**YOUR INSTRUCTIONS**
Leave every picture out, and retype all the remaining records exactly.

----

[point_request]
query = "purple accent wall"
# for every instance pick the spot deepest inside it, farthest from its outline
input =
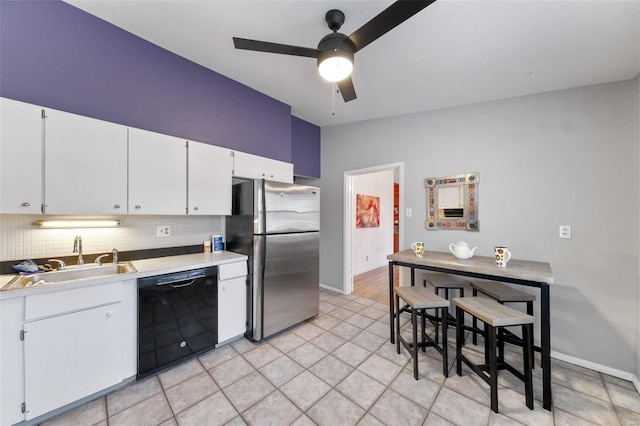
(305, 148)
(55, 55)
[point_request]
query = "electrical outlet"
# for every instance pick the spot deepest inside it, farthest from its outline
(163, 231)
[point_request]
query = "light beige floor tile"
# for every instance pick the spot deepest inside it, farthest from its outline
(217, 356)
(584, 406)
(307, 355)
(191, 391)
(275, 409)
(132, 394)
(262, 355)
(436, 420)
(213, 411)
(562, 418)
(303, 420)
(230, 371)
(380, 369)
(624, 397)
(248, 390)
(331, 370)
(326, 322)
(328, 341)
(342, 313)
(361, 389)
(360, 321)
(368, 341)
(287, 342)
(351, 354)
(472, 414)
(152, 411)
(89, 414)
(394, 409)
(180, 373)
(369, 420)
(305, 390)
(308, 331)
(281, 370)
(335, 409)
(422, 391)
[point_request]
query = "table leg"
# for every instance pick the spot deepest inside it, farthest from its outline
(391, 333)
(545, 337)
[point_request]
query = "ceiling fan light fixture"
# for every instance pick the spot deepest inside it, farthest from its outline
(335, 68)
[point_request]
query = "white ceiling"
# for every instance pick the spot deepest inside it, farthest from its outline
(453, 52)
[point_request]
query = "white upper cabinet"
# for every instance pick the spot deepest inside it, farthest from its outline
(157, 173)
(20, 157)
(209, 179)
(255, 167)
(85, 165)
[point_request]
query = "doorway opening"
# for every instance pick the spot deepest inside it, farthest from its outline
(366, 249)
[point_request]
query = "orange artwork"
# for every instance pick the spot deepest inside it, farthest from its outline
(367, 211)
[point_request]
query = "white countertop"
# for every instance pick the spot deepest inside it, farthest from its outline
(144, 268)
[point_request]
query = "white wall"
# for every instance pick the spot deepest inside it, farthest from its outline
(20, 240)
(372, 245)
(560, 158)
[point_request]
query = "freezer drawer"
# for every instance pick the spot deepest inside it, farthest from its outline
(286, 287)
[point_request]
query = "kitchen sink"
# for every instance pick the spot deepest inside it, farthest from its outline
(68, 273)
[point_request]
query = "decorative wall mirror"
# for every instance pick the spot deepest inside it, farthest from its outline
(452, 202)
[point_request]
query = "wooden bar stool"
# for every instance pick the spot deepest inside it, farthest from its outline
(502, 293)
(419, 299)
(495, 316)
(440, 281)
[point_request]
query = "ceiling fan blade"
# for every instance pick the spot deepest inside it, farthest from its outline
(347, 89)
(387, 20)
(284, 49)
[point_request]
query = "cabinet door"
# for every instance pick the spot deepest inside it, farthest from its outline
(157, 173)
(20, 157)
(255, 167)
(71, 356)
(210, 168)
(232, 308)
(85, 165)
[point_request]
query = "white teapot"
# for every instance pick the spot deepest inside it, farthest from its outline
(461, 250)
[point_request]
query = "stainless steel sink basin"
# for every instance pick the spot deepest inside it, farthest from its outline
(68, 273)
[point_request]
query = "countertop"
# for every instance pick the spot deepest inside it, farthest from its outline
(518, 269)
(144, 268)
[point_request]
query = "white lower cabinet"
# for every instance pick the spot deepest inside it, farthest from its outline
(68, 357)
(232, 300)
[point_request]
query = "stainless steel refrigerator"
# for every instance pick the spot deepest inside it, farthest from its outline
(277, 225)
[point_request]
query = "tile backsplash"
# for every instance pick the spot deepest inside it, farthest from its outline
(20, 239)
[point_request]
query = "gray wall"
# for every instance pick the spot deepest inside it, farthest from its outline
(560, 158)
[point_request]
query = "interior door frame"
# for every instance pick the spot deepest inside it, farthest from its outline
(349, 216)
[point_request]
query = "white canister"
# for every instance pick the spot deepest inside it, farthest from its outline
(217, 243)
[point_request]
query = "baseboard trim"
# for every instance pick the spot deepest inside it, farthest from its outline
(624, 375)
(332, 289)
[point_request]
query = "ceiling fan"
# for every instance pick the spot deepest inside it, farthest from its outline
(335, 51)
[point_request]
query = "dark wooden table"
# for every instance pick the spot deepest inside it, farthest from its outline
(521, 272)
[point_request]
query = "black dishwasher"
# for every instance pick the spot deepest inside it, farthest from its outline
(177, 317)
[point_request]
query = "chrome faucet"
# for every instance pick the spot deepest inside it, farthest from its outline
(77, 248)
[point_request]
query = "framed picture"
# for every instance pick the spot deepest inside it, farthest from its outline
(367, 211)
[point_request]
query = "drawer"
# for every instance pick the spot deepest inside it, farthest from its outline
(228, 271)
(60, 302)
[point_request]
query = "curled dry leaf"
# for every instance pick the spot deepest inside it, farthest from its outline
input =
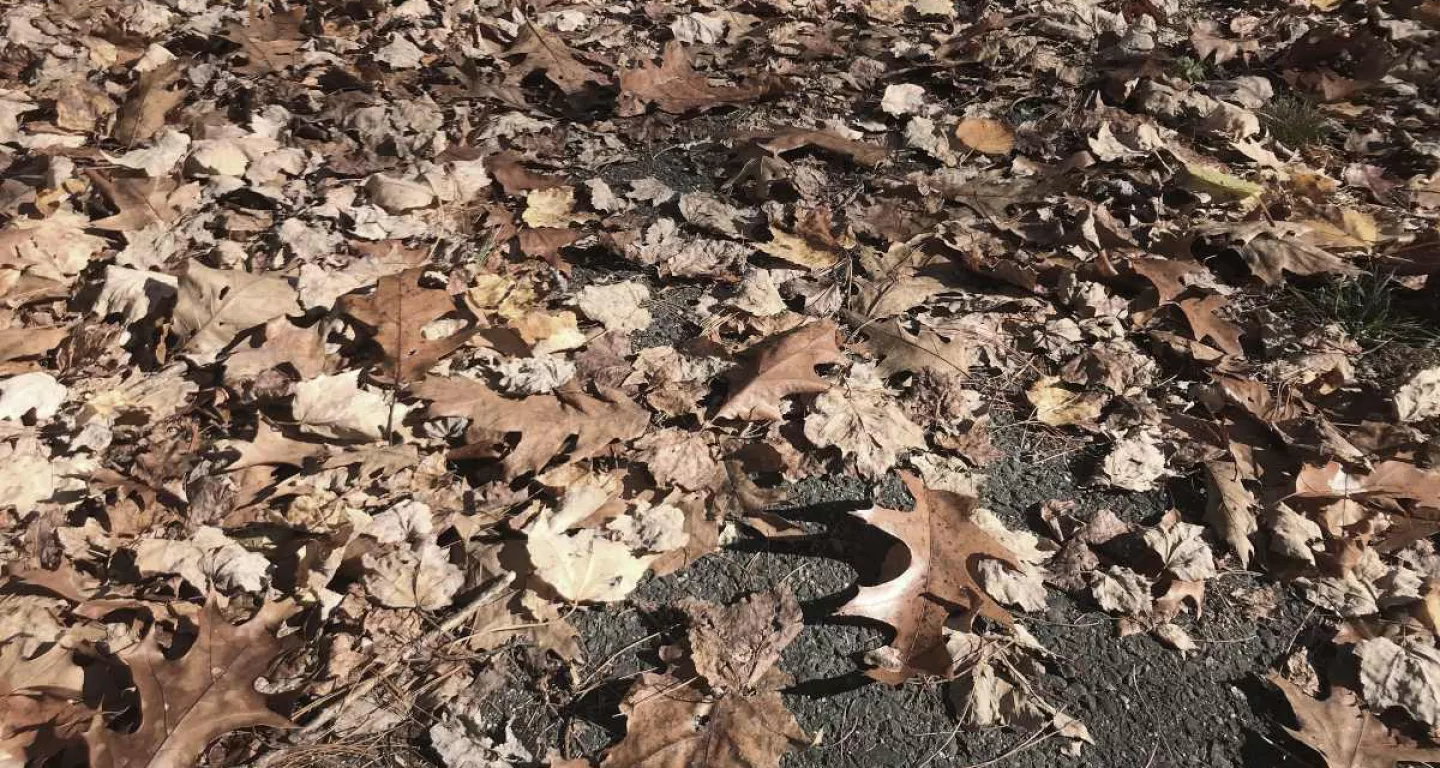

----

**ANSWER TO THE EXERCISE**
[point_request]
query = "purple accent wall"
# for every instance pick the spot deepest inside it, farthest from its outline
input =
(305, 148)
(55, 55)
[point_request]
query = "electrical outlet"
# for every instance pick the spot deepest inside it, farthest from its outline
(163, 231)
[point_request]
query = "light beige floor tile"
# for every instance pick the spot deepest inside it, farthest from its outline
(217, 356)
(584, 406)
(307, 355)
(191, 391)
(275, 409)
(132, 394)
(262, 355)
(436, 420)
(213, 411)
(562, 418)
(303, 420)
(230, 371)
(380, 369)
(624, 397)
(248, 390)
(331, 370)
(326, 322)
(328, 341)
(342, 313)
(361, 389)
(360, 321)
(368, 341)
(287, 342)
(351, 354)
(472, 414)
(152, 411)
(89, 414)
(394, 409)
(180, 373)
(369, 420)
(305, 390)
(308, 331)
(281, 370)
(335, 409)
(422, 391)
[point_request]
query = "table leg"
# for every instance pick the spot deepest inside it, farthest from its outline
(391, 333)
(545, 337)
[point_request]
query = "ceiling fan light fixture"
# for every instance pick the spot deepest inside it, farthest from its outline
(335, 68)
[point_request]
query = "white ceiling"
# for every instance pick the spot deepest inside it, farthest from its outline
(453, 52)
[point_request]
query = "white upper cabinet"
# for every instance pick the spot deepest inside it, farthest from its outline
(157, 173)
(20, 157)
(209, 179)
(255, 167)
(85, 165)
[point_request]
query = "doorway opening"
# for every instance pick the spot deepest inside it, farthest from its outline
(366, 249)
[point_request]
query = "orange artwork"
# for every instance pick the spot deepest inside it, farthest from its outline
(367, 211)
[point_request]
query = "white countertop"
# for every instance pick the spot deepest inside it, farthest from its outline
(144, 268)
[point_request]
query = "white wall"
# for every instance pick the spot deepest inside it, farthest from its outline
(20, 240)
(372, 245)
(560, 158)
[point_request]
query = "freezer drawer"
# for every instance pick the spot deepest inside it, farthest from its outline
(286, 287)
[point_request]
query = "kitchen sink"
# for every instance pick the spot deepest inside it, farthest from its outline
(68, 273)
[point_request]
query = "decorative wall mirror"
# for every instance pick the spot deepest inside it, farthest from its outline
(452, 202)
[point_request]
query = "wooden bar stool"
# for every instance pick the spot deepest inside it, farthest from its outline
(502, 293)
(419, 299)
(495, 316)
(440, 281)
[point_request]
query = "ceiling fan blade"
# for every instance pick the spot deepest inside it, farthest from its outline
(347, 89)
(387, 20)
(284, 49)
[point_request]
query = "cabinet door"
# for every instance pick the spot deepest inside it, farthest from its outline
(157, 173)
(20, 157)
(255, 167)
(71, 356)
(210, 168)
(232, 308)
(85, 165)
[point_request]
query = "white teapot"
# for every instance pick the spot deepest inside it, farthest from its outline
(461, 250)
[point_request]
query = "stainless steel sink basin"
# for every instance pick the spot deepest inside it, farthest from its outline
(68, 273)
[point_request]
query = "countertop"
# for every instance pick the spot deepest inside it, farthest from its outline
(518, 269)
(144, 268)
[point_request]
query = "white lower cabinet"
# for every instance pick the spot deepest inside it, farthest from its outline
(68, 357)
(232, 300)
[point_request]
query = "stainless steel refrigerator"
# for every instance pick the spot deepest inside it, farthest from its outline
(277, 225)
[point_request]
query = "tile backsplash"
# for every instance pick the spot deepest inside it, farthest from its outline
(20, 239)
[point_request]
query = "gray wall"
# for every instance pick the spot deepest inside it, farthest from its outline
(560, 158)
[point_request]
query = "interior door frame"
# for every instance pick the spot deepest inside it, farthest from its outline
(349, 216)
[point_request]
query = "white canister"
# for every instance pick the spot deepest inside it, farthest from its outline
(217, 243)
[point_request]
query = "baseboard trim"
# for every instance pick the spot deepest inside it, farthest from its outline
(624, 375)
(332, 289)
[point_request]
query = "ceiling fan"
# for every instance pick the spot deepest inside it, farthest from its outline
(335, 51)
[point_request]
query = "dark wooden table"
# for every instance pick the spot deepest inside it, farthest from its outline
(521, 272)
[point_request]
query = "black dishwasher"
# for every instance pick the spot deepest inside it, farthest from its outline
(177, 317)
[point_request]
query = "chrome faucet"
# for every instance pick the spot deepest inside it, farthest from its outline
(77, 248)
[point_request]
query = "framed picture"
# for every instance pick the spot deepest inside it, farthest from its outline
(367, 211)
[point_request]
query = "drawer"
# for every instance pick the spot deepest inside it, farthest from its outline
(228, 271)
(60, 302)
[point_request]
query = "curled dry leaf"
# for every instance pick the spot deepest inside it, farthest from its outline
input =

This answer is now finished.